Source text -
=====
I like the overall idea...but i like the clean 5 spokes like the enkeis but they only come in black or bronze and thats not good haha these have to much detail on the spokes


----------



## 320hpBlackTT (Dec 25, 2008)

oh and im trying to stay with 18's since im low as balls haha ic:


----------



## PLAYED TT (Oct 17, 2010)

Rota's maybe?


----------



## 320hpBlackTT (Dec 25, 2008)

PLAYED TT said:


> Rota's maybe?


I was thinking about them....like I said I can't make up my mind


----------



## warranty225cpe (Dec 3, 2008)

I think some LM reps would look great on that body kit.:thumbup:


----------



## 320hpBlackTT (Dec 25, 2008)

warranty225cpe said:


> I think some LM reps would look great on that body kit.:thumbup:


I had lm reps and hated them


----------



## Neb (Jan 25, 2005)

What's your budget? And if you're bodykit 'low' you may want to opt for 19's to get rid of some wheel gas so you can get low without destroying your fresh kit on everything.

Work Meister

/end

(on right)


----------



## 320hpBlackTT (Dec 25, 2008)

Y


Neb said:


> What's your budget? And if you're bodykit 'low' you may want to opt for 19's to get rid of some wheel gas so you can get low without destroying your fresh kit on everything.
> 
> Work Meister
> 
> ...


 I actually really like the wheels on the right but i don't like 19's cuz they look to big on our cars I had some on my last TT and I have coilovers so I can raise it if need be but right now I have absolutely no wheel gap in fact my tires sit up in the wheel wells some  if need be ill raise it


----------



## Neb (Jan 25, 2005)

Good thing they come in 18's then!


----------



## 320hpBlackTT (Dec 25, 2008)

Neb said:


> Good thing they come in 18's then!


Link to where I can find those wheels?


----------



## 313TT (Oct 14, 2010)

You sound like your in the dark about wheels or brands. Why not just post up what range your comfortable with, then when people chime in, they'll atleast post up wheels that's in your budget. I've seen low budget to high end wheels posted, and your being real picky about all of them. My conclusion for you is..... Opinions are just opinions, buy what you like. In the end it's you driving it. Don't take it in offense, just my 2cent, gl on your quest :thumbup:


----------



## 320hpBlackTT (Dec 25, 2008)

313TT said:


> You sound like your in the dark about wheels or brands. Why not just post up what range your comfortable with, then when people chime in, they'll atleast post up wheels that's in your budget. I've seen low budget to high end wheels posted, and your being real picky about all of them. My conclusion for you is..... Opinions are just opinions, buy what you like. In the end it's you driving it. Don't take it in offense, just my 2cent, gl on your quest :thumbup:


I dont have a price range and of course im being picky I wamt a wheel that I'm going to like and not hate in a month haha and no offense taken I'm looking for a clean dished 5 spoke design or an interesting mesh that's concave I love some of the axis designs but I only want 18's I'm just trying to see if people can produce something I havent already seen yet


----------



## 320hpBlackTT (Dec 25, 2008)
=====
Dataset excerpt
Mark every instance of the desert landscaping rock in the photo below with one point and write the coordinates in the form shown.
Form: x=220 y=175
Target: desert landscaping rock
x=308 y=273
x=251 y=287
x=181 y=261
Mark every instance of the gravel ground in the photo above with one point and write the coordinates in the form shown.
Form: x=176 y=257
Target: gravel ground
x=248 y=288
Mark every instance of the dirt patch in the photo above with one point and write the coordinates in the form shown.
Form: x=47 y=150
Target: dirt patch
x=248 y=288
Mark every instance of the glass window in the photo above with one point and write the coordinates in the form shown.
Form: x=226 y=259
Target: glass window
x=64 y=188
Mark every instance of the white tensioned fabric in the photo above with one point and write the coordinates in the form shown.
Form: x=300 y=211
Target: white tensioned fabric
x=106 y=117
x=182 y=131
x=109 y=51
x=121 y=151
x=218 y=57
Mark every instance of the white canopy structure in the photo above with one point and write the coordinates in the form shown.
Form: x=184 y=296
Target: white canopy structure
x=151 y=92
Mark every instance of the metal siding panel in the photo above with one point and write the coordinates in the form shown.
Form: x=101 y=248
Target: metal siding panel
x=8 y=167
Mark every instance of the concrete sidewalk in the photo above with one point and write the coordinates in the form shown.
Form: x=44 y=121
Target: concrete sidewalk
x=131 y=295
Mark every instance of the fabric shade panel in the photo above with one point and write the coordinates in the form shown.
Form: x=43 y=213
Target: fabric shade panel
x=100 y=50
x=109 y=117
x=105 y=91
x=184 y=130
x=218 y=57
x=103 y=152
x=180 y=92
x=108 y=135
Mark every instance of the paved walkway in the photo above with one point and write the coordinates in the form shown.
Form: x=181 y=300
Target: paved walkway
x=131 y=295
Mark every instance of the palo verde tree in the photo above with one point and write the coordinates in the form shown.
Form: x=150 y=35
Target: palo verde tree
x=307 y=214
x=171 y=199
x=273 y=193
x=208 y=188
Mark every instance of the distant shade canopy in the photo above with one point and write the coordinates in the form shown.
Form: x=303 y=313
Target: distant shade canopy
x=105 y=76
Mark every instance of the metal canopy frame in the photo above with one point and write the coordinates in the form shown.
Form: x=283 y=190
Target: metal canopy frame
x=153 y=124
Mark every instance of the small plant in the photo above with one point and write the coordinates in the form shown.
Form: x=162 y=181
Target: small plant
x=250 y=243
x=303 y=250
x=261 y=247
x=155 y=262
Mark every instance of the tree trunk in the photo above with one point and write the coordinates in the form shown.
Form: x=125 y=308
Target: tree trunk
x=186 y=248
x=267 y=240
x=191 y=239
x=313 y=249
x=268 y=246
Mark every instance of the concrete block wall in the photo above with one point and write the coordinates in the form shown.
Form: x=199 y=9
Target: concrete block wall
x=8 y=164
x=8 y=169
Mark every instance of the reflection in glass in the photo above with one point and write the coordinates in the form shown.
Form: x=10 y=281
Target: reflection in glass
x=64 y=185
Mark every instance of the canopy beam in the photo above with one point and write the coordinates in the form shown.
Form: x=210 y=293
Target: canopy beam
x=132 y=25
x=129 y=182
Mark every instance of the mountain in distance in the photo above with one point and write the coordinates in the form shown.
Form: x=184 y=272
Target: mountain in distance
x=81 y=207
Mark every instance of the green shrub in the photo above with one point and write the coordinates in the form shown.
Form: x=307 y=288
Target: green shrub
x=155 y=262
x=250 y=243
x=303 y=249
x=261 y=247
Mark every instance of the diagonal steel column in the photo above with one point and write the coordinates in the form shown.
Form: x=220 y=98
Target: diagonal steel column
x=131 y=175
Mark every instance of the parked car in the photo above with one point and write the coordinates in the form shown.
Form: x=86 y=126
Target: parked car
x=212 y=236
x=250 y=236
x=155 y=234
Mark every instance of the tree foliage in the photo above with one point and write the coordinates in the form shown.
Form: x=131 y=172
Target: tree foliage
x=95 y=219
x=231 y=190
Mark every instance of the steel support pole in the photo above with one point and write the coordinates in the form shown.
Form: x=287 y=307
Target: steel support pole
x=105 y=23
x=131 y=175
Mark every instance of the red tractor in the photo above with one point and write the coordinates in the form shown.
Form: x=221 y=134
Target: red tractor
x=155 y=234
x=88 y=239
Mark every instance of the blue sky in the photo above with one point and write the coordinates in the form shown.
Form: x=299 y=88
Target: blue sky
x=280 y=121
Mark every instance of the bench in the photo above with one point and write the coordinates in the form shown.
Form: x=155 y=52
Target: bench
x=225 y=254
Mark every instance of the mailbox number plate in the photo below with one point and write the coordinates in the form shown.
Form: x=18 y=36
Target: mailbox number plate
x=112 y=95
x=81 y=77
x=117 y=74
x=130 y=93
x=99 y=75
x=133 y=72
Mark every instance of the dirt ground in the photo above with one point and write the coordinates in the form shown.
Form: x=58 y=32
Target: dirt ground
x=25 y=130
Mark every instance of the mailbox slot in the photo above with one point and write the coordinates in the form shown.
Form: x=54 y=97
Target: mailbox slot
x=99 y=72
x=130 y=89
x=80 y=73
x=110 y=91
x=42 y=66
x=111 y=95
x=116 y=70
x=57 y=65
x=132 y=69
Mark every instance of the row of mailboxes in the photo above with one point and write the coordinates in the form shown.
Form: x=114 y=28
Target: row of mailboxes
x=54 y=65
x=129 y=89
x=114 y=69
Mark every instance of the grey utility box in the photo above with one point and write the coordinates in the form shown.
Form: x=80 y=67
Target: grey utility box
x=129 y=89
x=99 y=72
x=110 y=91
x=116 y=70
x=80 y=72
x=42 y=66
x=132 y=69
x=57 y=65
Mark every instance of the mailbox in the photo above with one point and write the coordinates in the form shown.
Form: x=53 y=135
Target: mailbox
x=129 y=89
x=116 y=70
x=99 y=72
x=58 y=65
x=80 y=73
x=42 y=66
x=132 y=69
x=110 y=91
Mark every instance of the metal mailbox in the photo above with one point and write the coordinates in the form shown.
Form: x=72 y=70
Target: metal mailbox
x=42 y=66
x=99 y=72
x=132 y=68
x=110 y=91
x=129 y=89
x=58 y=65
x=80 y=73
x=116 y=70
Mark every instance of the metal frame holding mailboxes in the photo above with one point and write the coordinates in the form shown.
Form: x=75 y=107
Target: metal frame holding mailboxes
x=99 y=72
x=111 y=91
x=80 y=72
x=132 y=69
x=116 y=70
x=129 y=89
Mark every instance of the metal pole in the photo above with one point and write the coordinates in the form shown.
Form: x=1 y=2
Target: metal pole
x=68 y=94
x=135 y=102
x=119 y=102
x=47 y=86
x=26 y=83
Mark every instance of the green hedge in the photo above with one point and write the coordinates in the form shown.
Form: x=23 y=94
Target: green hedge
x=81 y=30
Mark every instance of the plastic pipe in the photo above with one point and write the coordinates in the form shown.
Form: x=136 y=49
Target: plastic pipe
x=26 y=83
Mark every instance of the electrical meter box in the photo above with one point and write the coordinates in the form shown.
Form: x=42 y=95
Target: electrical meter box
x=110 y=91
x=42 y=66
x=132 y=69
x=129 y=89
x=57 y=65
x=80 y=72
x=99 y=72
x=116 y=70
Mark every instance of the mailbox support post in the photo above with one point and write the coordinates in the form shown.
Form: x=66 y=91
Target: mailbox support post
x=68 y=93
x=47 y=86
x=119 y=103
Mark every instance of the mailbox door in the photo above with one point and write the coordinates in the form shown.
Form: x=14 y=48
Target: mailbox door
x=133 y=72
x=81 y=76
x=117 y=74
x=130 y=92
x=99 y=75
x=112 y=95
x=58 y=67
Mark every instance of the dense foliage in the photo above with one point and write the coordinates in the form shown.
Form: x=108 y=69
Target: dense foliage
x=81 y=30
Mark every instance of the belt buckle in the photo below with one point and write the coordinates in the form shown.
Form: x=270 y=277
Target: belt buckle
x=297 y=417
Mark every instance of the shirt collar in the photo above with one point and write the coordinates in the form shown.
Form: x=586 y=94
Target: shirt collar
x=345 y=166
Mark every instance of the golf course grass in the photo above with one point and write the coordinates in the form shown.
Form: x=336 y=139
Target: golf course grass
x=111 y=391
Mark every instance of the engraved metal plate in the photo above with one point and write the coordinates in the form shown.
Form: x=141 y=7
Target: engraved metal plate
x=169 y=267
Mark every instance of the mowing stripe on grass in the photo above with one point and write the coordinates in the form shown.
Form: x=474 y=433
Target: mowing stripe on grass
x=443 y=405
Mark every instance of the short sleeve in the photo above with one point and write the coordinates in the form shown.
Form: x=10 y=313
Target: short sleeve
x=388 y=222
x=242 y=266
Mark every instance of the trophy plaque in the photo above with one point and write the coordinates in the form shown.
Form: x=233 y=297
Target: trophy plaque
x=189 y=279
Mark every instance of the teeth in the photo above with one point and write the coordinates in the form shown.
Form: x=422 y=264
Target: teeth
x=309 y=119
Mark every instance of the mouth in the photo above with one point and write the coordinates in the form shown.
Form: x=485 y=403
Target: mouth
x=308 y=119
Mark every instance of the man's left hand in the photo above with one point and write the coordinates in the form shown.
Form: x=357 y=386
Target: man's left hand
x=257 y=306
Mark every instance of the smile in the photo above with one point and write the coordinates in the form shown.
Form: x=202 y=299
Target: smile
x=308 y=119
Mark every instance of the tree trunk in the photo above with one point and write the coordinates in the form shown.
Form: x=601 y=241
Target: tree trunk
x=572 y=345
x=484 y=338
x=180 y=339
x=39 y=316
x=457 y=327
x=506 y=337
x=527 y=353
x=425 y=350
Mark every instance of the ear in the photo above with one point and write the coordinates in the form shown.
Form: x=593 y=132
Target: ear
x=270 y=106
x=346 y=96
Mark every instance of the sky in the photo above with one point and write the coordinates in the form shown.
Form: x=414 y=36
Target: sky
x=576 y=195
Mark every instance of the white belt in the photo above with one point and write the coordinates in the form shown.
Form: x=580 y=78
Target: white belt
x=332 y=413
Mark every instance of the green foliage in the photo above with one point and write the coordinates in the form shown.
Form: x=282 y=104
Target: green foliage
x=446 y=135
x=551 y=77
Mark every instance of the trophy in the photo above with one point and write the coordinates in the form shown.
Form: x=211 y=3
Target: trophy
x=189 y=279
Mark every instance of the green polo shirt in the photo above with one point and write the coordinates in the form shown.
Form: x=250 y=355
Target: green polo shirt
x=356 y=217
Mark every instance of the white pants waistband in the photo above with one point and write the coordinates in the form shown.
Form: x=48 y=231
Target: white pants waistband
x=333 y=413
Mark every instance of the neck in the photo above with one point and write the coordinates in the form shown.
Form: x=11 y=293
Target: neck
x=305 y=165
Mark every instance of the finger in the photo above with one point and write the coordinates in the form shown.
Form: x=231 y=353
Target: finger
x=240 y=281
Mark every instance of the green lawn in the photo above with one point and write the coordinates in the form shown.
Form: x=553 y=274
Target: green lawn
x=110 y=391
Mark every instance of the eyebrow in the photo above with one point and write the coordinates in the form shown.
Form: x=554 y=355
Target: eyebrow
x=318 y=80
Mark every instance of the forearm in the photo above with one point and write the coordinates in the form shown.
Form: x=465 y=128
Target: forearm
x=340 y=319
=====
Given exercise A - In the wheel forum thread, which wheels does 320hpBlackTT say he had before and hated?
Given exercise B - Put the stretch of the records from the line containing "Mark every instance of the green lawn" through the last line of the records into a JSON list of strings, one string per line, with blank lines left out.

Reply A - LM reps.

Reply B -
[
  "Mark every instance of the green lawn in the photo above with one point and write the coordinates in the form shown.",
  "Form: x=553 y=274",
  "Target: green lawn",
  "x=110 y=391",
  "Mark every instance of the eyebrow in the photo above with one point and write the coordinates in the form shown.",
  "Form: x=554 y=355",
  "Target: eyebrow",
  "x=318 y=80",
  "Mark every instance of the forearm in the photo above with one point and write the coordinates in the form shown.",
  "Form: x=465 y=128",
  "Target: forearm",
  "x=340 y=319"
]